● **Challenge**: Exactly as given, repeat all of the entries.

***

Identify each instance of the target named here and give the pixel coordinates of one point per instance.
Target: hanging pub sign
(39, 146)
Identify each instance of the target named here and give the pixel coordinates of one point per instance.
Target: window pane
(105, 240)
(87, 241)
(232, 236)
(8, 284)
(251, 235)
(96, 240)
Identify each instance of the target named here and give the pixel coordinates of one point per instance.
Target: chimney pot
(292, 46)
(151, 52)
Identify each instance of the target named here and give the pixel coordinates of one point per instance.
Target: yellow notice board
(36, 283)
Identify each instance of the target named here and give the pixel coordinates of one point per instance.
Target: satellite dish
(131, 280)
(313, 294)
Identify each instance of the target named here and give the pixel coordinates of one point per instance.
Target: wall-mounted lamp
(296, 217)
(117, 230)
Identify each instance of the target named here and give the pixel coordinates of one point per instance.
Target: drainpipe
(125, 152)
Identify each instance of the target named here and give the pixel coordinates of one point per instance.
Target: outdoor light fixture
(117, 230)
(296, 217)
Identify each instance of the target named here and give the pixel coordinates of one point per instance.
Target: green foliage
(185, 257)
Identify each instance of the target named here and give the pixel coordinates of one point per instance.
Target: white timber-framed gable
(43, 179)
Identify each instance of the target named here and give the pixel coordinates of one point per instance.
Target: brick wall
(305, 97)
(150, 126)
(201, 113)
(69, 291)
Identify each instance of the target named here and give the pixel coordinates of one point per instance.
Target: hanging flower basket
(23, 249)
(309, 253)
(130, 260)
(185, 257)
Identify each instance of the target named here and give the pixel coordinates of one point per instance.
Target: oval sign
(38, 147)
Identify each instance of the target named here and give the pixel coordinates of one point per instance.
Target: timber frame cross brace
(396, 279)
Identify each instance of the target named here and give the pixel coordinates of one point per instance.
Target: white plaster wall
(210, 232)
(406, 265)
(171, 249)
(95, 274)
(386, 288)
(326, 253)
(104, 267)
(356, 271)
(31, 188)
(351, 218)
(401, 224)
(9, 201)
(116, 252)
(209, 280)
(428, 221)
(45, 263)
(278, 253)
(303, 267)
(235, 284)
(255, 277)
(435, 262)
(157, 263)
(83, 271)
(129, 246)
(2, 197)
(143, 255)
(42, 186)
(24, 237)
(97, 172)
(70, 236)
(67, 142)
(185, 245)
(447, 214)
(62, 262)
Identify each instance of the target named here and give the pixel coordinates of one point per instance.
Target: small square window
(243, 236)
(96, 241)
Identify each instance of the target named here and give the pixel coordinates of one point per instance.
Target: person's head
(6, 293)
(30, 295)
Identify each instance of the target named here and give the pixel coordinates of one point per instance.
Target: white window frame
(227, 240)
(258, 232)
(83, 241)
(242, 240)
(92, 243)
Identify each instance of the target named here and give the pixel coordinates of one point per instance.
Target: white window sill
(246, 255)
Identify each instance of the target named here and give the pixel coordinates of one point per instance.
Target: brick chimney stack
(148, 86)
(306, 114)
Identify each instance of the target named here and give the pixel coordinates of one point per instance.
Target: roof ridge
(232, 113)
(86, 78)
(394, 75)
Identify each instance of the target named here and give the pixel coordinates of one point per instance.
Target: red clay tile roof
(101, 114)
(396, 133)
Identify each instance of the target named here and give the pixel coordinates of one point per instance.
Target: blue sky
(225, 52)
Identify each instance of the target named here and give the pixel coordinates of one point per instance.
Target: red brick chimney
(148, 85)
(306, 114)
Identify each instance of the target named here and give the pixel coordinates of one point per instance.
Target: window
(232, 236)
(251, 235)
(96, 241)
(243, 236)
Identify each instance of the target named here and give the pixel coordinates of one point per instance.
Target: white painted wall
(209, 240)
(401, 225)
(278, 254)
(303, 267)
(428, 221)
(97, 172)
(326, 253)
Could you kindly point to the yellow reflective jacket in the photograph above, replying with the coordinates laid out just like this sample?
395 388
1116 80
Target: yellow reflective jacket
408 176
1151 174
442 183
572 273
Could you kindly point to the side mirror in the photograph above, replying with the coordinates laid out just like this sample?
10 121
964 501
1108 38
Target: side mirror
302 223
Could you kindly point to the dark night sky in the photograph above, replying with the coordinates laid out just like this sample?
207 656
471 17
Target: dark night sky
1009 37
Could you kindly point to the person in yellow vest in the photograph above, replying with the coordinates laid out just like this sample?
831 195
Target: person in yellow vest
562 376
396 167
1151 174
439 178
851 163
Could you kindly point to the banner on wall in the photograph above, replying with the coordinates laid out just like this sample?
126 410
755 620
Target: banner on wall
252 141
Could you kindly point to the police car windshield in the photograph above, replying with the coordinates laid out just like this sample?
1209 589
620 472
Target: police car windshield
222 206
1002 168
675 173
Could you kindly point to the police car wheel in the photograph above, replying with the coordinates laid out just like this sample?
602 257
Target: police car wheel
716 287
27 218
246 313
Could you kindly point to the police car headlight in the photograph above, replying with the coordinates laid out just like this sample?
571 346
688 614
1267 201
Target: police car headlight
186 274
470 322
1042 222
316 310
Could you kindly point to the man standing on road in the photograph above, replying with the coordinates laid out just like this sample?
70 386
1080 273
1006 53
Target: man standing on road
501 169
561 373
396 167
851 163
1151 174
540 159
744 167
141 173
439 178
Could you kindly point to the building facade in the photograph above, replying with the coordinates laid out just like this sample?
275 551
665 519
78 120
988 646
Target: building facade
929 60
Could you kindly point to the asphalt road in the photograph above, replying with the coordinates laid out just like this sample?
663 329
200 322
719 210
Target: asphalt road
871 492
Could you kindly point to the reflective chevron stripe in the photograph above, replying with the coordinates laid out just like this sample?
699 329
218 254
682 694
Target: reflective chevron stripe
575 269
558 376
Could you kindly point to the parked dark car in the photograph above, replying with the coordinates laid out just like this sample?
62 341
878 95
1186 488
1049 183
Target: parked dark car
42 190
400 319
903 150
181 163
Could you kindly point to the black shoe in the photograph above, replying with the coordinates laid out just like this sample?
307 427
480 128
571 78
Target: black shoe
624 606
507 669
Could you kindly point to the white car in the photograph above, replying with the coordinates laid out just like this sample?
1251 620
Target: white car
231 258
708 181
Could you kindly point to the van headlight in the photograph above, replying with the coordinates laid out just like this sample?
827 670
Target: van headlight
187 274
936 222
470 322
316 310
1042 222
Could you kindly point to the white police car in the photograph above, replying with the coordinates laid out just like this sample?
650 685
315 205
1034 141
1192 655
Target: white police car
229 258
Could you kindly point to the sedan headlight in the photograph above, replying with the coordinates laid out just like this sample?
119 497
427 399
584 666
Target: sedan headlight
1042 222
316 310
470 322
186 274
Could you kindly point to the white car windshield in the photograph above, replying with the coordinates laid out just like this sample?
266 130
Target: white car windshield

***

● **Task result**:
Identify each instance of the target named here and give the pixel coordinates of one point per instance.
Target: hanging pub sign
(39, 146)
Identify each instance of the target named here and give the pixel coordinates of one point per instance.
Target: window pane
(105, 240)
(87, 241)
(232, 236)
(8, 284)
(251, 235)
(96, 240)
Identify each instance of the target named here and give the pixel coordinates of one point per instance.
Target: chimney pot
(292, 46)
(151, 52)
Identify each instance of the target named here and give the pixel coordinates of one point per instance.
Target: yellow notice board
(36, 283)
Identify each instance of the target named here and give the pixel coordinates of one point per instance.
Target: satellite dish
(131, 280)
(313, 294)
Identify each instance of the target named here and give the pixel coordinates of one point per instance.
Target: wall-mounted lamp
(296, 217)
(117, 230)
Identify each instance of the target named here and give the pixel coordinates of one point per instance.
Target: drainpipe
(125, 152)
Identify each instance of the target named here and give the pixel coordinates of one point per instance.
Target: outdoor light fixture
(117, 230)
(296, 217)
Identify each instance of the target named here and give the pixel coordinates of one point per instance.
Target: green foliage
(185, 257)
Identify each instance of the target named here and give the pixel coordinates of one point per instance.
Target: white timber-framed gable
(43, 179)
Identify each instance of the target named here and give the pixel coordinates of one point per instance.
Target: brick wall
(305, 97)
(150, 126)
(201, 113)
(69, 291)
Identify each instance of the target named here and give the pixel coordinates of one point per instance.
Target: hanging flower basket
(23, 249)
(309, 253)
(130, 260)
(185, 257)
Identify each instance of the target named here and give the pixel coordinates of one point per instance.
Target: oval sign
(38, 147)
Identify each instance of the target named here and give the pixel coordinates of one point per instance.
Target: timber frame cross brace
(396, 279)
Identify each instance of the target named here and give the pixel coordinates of one point per instance.
Target: white plaster wall
(210, 232)
(406, 265)
(171, 249)
(95, 274)
(386, 288)
(326, 253)
(104, 267)
(356, 271)
(31, 188)
(351, 218)
(401, 224)
(9, 201)
(116, 252)
(209, 280)
(428, 221)
(45, 263)
(278, 253)
(303, 267)
(235, 284)
(255, 277)
(435, 262)
(157, 263)
(83, 271)
(129, 246)
(2, 197)
(143, 255)
(42, 186)
(24, 237)
(97, 172)
(70, 236)
(67, 142)
(185, 245)
(447, 214)
(62, 262)
Identify each instance of the target named here and give the pixel coordinates of one point per instance.
Target: small square window
(243, 236)
(96, 241)
Identify each instance of the target named here and give the pixel coordinates of one point per instance.
Target: person's head
(6, 293)
(30, 295)
Identify each instance of the target named here and give the pixel coordinates of one point per instance.
Target: white window frame
(227, 240)
(258, 232)
(83, 241)
(242, 240)
(92, 243)
Identify each instance of the target named here and give the pixel coordinates of one point per instance.
Target: white window sill
(246, 255)
Identify each instance of the target named here and give the pixel coordinates of one point per instance.
Target: brick chimney stack
(148, 86)
(306, 114)
Identify each instance of the target named here and give the pixel coordinates of one point per instance.
Target: roof ridge
(232, 113)
(86, 78)
(394, 75)
Identify each instance of the target named here and give the pixel coordinates of one point per instance.
Target: red clay tile roof
(101, 114)
(396, 133)
Identify each instance of the target named here and give the pixel coordinates of one point per instance.
Target: blue sky
(225, 52)
Identify each instance of the target named here and give the pixel coordinates of one point per instance.
Target: red brick chimney
(148, 85)
(306, 114)
Identify each instance of the target named here and give the pixel coordinates of one point per instance.
Target: window
(232, 236)
(251, 235)
(96, 241)
(243, 236)
Identify each instance of the target named here and give the pixel coordinates of one point per instance.
Target: white painted wall
(209, 240)
(401, 225)
(278, 254)
(303, 267)
(428, 221)
(97, 172)
(326, 253)
Could you kindly point to the yellow reflective jacket in the photograph above, replying with the coordinates laid out just like this sample?
395 388
1116 80
Target: yellow reflective jacket
408 176
1151 174
442 183
572 273
Could you kindly point to the side mirror in the photograph above, replying with the coordinates laid out just like this sample?
10 121
964 501
1108 38
Target: side mirror
302 223
Could you kindly point to the dark night sky in the photograph above, replying with the coordinates laid out just like this sample?
207 656
471 17
Target: dark night sky
1009 37
Could you kindly point to the person in yellow vest in the photograph above, replying with the coordinates laid out just like this sample?
831 195
Target: person in yellow vest
562 376
396 167
1151 174
439 178
851 163
Could you kindly point to the banner on wall in the photograph above, replying with the coordinates laid out just like this sample?
126 410
755 620
Target: banner on wall
252 141
Could you kindly point to the police car windshield in the photograph above, replying with the coordinates laid out just like this sample?
1209 589
620 472
Target: police car windshield
222 206
1002 168
675 173
Could you kindly point to the police car wheel in the photograph above, replying with the coordinates laid out just like this sample?
602 257
Target: police car wheel
716 287
27 218
246 313
Could you kindly point to the police car headlight in the photograph above, replying with the coordinates laid out just like this sample?
571 346
688 614
1267 201
Target: police car headlight
186 274
470 322
1042 222
316 310
Could you kindly point to the man standing on road in the photograph above, replying with the coordinates laid out just like this sample?
70 386
1080 273
1006 53
Target: man standing on road
501 169
561 373
396 167
851 163
1151 174
540 159
744 167
141 173
439 178
Could you kindly point to the building facade in the photograph above, replying with the coordinates laid out just like this sample?
275 551
665 519
78 120
988 646
Target: building facade
929 60
Could you kindly point to the asphalt road in the photograph above, replying with the coordinates laid out just like this sample?
663 329
200 322
719 210
Target: asphalt road
871 492
Could you kindly point to the reflective chevron stripe in the photograph above, replying with the coordinates laid out just like this sample?
699 329
218 254
682 694
Target: reflective chevron stripe
575 269
558 376
Could you kindly point to the parked dark car in the photograph above, replying with the coordinates laid out just like this sample?
62 341
878 95
1186 488
1049 183
Target: parked dark car
42 190
400 319
903 150
181 163
Could you kindly point to the black shoe in the photograph above, replying with the coordinates laid out just like this sample?
307 427
480 128
571 78
Target: black shoe
624 606
507 669
Could you kindly point to the white car in the photograph above, replying with the coordinates laid out just like this sample?
1251 620
Target: white car
231 258
708 181
Could you kindly point to the van headlight in the photograph above, replying with the coordinates laid out just like this sample?
827 670
Target: van headlight
187 274
936 222
470 322
316 310
1042 222
Could you kindly point to the white police car in the photograph above, replying with the coordinates laid out just like this sample?
650 685
315 205
1034 141
1192 655
Target: white police car
229 258
Could you kindly point to the sedan headlight in the photograph above, replying with the coordinates laid out just like this sample?
119 497
427 399
584 666
Target: sedan headlight
1042 222
316 310
470 322
186 274
Could you kindly point to the white car windshield in the photograph above, replying with the coordinates laid out just like this sample?
266 130
Target: white car windshield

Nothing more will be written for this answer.